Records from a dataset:
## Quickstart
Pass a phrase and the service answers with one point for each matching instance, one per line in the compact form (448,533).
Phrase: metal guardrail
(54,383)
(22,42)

* Work instructions: Rewrite the records above, replacing "service" with "endpoint" and keeping everything else the same.

* Result of this task:
## Quickstart
Pass a phrase and the endpoint answers with one point for each matching instance, one per line in the compact form (448,533).
Phrase: metal guardrail
(54,383)
(22,42)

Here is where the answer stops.